Description of the task ▸
The count of lines with the string "phrase" in the material is all that should be returned.

Source material ▸
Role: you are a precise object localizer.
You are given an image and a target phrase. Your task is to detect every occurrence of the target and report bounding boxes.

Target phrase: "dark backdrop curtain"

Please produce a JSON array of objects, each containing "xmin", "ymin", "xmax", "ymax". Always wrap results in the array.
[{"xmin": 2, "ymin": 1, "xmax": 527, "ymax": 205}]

Solved problem ▸
2